- Text passage -
MP: We sincerely hope so. ON AIR is not simply a design solution, but a new mix of technology conceived for safe vertical connectivity. It combines technologies with high-performance materials and eclectic surfaces. It is also fully customizable, with antibacterial materials embedded in the decorative layer, to provide innovation-inspired aesthetics strongly characterized by the use of light.
SSP: How did you finalize the overall look and ambiance of ON AIR?
MP: ON AIR is fully customizable; it can be dressed with polished finishes, such as laminate, aluminum, glass, stone or antibacterial finishes, or it can become a full-size monitor for an enveloping and fully engaging experience. Along with IGV, we wanted to create a tailormade project based on the client’s need with endless possibilities. Studio Marco Piva’s proposal for ON AIR is just a selection of the many possible configurations based on these materials and technologies. It is intended to be freely “interpreted” by other architects and designers in harmony with their creations. The customization permits an aesthetic continuity between an interior and its architectural space, fitting harmoniously in context and giving the building in which it is installed an intrinsic and unique added value.
SSP: What are the challenges and opportunities in providing touchless or hands-free access to buildings using apps, barcode scanners, rotating doors and other such measures?
MP: Nowadays, there is a tendency to adapt the spaces to the new needs of the market, which are more and more demanding. This can provide great opportunities, and the challenge lies in creating efficient and understandable hardware and software that are innovative, functional, legible and easy to use. Following the recent crisis, appropriate mediation tools that disallow us to touch public surfaces will become fundamental for our daily life. Design must take this factor into account.
SSP: Do you see any changes in the way lobbies, elevators and escalators are positioned and operated with advanced technologies?
MP: Every new opportunity to rethink and reorganize spaces for the best usage should be well-received. Even if the impetus is from the pandemic, we have to respond, to the best of our technical capability, to the request for updated concepts in accessing buildings or floors; checking people for their safety and security; and directing them in the most efficient way to their destinations inside residencies, offices and commercial buildings.

- The data -
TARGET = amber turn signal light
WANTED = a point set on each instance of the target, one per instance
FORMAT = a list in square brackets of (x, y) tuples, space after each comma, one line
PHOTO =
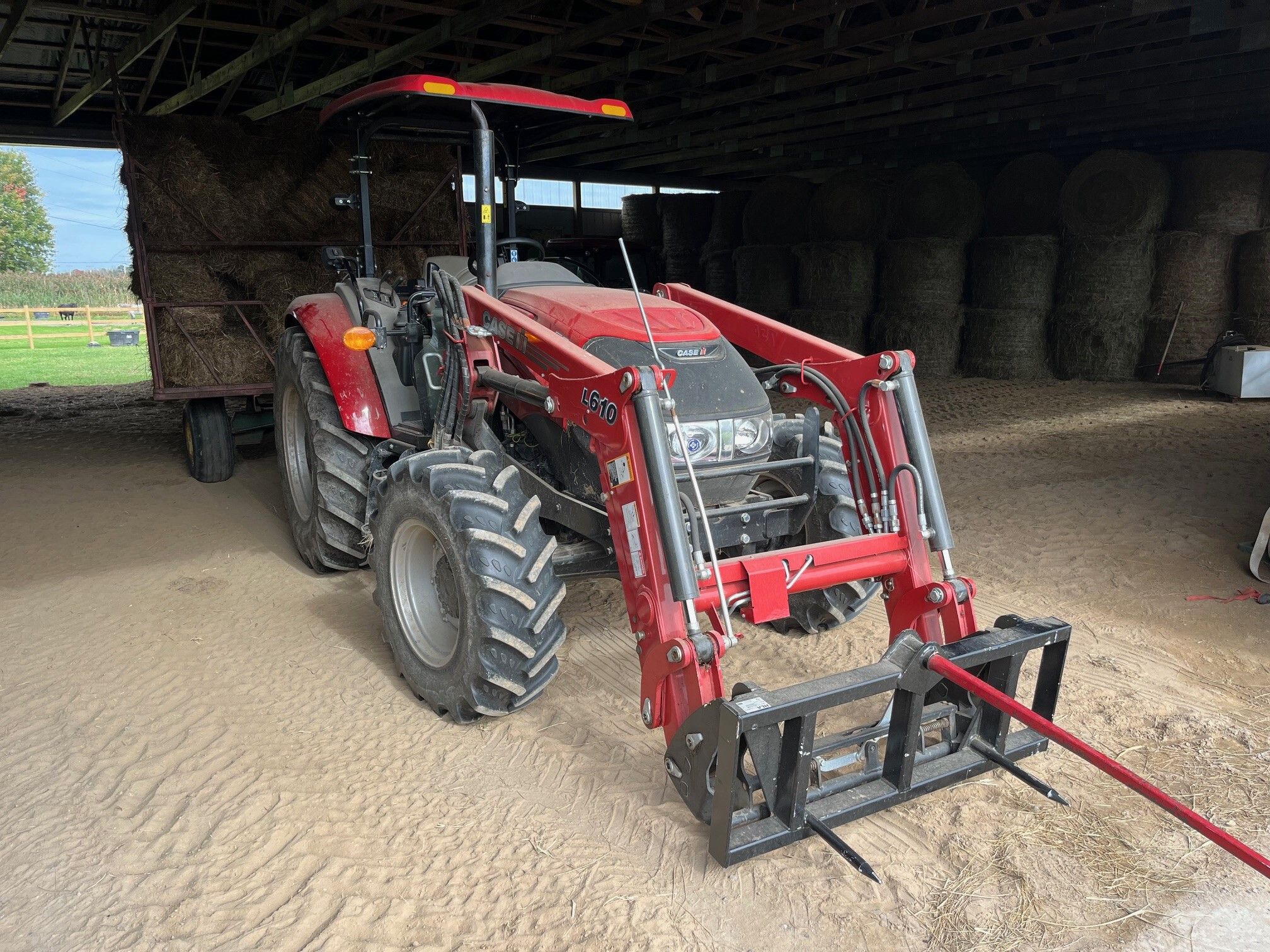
[(358, 338)]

- Task set -
1. Copy the passage of the ON AIR interview above word for word, starting at the words "MP: We sincerely" and stopping after the words "use of light.".
2. In the ON AIR interview above, how does the customization of ON AIR benefit the building where it is installed? Answer in one to three sentences.

- Answers in order -
1.
MP: We sincerely hope so. ON AIR is not simply a design solution, but a new mix of technology conceived for safe vertical connectivity. It combines technologies with high-performance materials and eclectic surfaces. It is also fully customizable, with antibacterial materials embedded in the decorative layer, to provide innovation-inspired aesthetics strongly characterized by the use of light.

2. The customization creates aesthetic continuity between an interior and its architectural space, so ON AIR fits harmoniously in context. This gives the building an intrinsic and unique added value.